WHAT YOU HAVE TO DO:
Tally the lines below that include "mirror" and give only the total.
•••
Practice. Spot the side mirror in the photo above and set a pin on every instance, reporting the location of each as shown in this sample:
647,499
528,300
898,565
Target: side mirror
•••
WRITTEN ANSWER:
2